What you will do:
• a. In the zoning page, what are zoning laws meant to accomplish?
• b. Write out the zoning page verbatim between "Zoning laws are" and "our zoning models.", inclusive.
• c. According to the zoning page, why are the "new highway interchanges in remote areas" a problem?

Page excerpt:
-- -- --

Planning And Zoning Laws In The U.S. - Recent Trends

Zoning laws are intended to control development and place compatible land uses in proximity and avoid land use conflicts.  However, for a variety of reasons, our society is experiencing many problems partially arising from our zoning models.

Our North American automobile culture has promoted rapid expansion of urban areas into suburban and rule areas.  Suburbia or urban sprawl are terms that describe our endless miles of roads throughout North America.

Our political climate remains ambivalent to this problem.  People talk of the problems with suburbanization of our society and our worsening oil and gas crisis.  However, many of our policies do not reflect any fundamental change in our way of developing and living.

When you travel highways in the suburban and rural hinterland, you will see substantial evidence of the insidious urbanization crawling into farmland and rural areas everywhere.  You will note new highway interchanges in remote areas which create pressures for continuous development.  You will observe various other projects extending our urban reach into these areas such as water and sewer lines extending into rural areas.  And endless rows of subdivisions and tract housing.  All of these incursions have negative impact upon the natural environment, including wildlife.

-- -- --

Material shown:

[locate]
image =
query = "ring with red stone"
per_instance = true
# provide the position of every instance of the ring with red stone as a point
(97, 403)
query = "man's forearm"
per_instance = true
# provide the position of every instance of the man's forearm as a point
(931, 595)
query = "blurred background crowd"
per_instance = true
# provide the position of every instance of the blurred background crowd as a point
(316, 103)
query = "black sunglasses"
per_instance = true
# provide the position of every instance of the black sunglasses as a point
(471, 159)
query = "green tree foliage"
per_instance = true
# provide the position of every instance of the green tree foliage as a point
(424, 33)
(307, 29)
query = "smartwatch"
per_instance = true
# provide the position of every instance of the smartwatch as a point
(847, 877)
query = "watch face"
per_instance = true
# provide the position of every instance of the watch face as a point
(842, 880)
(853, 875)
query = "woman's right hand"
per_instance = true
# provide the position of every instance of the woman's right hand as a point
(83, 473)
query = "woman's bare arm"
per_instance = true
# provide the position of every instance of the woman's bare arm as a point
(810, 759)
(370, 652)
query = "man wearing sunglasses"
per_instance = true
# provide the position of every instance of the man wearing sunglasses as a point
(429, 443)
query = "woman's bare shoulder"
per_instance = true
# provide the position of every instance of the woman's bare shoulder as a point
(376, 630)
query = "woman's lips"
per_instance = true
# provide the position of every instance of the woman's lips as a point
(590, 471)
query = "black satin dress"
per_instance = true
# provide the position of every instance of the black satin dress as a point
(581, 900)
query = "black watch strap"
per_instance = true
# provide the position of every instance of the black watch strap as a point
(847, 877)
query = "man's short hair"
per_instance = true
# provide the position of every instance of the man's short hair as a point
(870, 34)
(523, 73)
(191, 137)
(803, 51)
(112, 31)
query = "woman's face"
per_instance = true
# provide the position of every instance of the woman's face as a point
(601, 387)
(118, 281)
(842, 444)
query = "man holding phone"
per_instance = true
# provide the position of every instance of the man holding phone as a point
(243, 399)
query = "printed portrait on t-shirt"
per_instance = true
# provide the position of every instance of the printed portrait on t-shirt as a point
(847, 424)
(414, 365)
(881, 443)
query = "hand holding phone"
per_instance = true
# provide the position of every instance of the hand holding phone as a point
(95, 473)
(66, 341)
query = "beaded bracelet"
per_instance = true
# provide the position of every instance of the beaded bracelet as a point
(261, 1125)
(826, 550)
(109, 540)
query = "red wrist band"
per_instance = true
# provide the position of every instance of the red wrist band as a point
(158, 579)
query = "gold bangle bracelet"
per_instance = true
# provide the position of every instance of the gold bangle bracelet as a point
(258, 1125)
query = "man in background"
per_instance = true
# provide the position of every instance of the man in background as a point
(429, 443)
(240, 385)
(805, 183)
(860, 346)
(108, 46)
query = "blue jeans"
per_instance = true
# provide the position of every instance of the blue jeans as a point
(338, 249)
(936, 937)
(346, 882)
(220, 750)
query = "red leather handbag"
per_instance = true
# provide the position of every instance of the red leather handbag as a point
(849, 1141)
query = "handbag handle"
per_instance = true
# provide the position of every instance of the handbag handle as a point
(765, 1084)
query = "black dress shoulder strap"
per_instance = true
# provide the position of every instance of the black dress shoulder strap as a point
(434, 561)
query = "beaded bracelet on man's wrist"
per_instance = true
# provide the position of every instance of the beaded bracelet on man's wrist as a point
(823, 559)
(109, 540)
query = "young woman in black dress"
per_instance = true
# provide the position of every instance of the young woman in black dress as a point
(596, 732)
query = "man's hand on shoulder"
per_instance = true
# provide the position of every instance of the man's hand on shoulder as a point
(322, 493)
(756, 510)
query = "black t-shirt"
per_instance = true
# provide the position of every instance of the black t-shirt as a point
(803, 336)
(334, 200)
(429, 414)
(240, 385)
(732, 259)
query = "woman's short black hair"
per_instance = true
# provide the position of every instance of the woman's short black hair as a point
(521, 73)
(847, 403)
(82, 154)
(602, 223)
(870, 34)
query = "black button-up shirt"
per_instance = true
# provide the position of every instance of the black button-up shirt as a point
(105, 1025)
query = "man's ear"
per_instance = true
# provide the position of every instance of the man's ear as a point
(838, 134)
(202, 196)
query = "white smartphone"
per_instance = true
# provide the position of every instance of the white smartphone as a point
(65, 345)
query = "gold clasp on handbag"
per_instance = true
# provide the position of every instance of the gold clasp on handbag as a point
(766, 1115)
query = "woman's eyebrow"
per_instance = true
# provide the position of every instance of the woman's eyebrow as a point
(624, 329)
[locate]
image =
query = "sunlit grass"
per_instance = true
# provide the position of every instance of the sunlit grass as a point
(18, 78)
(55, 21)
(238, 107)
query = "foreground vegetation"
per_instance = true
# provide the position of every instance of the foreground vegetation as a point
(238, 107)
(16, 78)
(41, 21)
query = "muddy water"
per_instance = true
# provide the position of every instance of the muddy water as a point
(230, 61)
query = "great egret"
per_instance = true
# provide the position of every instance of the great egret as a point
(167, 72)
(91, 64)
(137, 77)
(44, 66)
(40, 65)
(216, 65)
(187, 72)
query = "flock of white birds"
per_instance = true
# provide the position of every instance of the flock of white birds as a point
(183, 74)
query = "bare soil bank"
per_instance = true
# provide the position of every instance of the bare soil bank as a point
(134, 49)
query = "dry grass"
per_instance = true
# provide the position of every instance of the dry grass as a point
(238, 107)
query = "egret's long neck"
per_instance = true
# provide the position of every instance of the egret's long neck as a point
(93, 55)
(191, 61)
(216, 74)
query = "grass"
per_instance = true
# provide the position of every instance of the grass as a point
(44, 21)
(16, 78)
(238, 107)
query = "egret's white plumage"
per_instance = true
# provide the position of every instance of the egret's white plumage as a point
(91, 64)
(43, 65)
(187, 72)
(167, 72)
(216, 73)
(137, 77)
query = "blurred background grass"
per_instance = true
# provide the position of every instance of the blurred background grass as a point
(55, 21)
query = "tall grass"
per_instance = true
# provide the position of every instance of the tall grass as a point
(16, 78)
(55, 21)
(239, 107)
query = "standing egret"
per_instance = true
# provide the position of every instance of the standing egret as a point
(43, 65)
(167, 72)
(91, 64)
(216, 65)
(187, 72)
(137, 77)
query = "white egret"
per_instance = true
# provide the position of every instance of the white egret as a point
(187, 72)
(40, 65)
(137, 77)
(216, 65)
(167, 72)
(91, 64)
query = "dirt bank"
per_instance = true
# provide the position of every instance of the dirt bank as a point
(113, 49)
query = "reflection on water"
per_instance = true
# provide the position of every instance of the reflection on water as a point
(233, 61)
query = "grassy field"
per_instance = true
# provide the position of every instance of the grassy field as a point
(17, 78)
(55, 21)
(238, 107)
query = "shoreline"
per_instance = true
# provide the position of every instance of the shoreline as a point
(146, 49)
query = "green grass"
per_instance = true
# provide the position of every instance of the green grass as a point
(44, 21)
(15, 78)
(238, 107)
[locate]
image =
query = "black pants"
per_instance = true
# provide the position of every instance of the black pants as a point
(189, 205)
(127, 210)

-- -- --

Answers to each task:
• a. They are meant to control development, place compatible land uses in proximity, and avoid land use conflicts.

• b.
Zoning laws are intended to control development and place compatible land uses in proximity and avoid land use conflicts.  However, for a variety of reasons, our society is experiencing many problems partially arising from our zoning models.

• c. They create pressures for continuous development, which extends urbanization into farmland and rural areas. The page says such incursions harm the natural environment, including wildlife.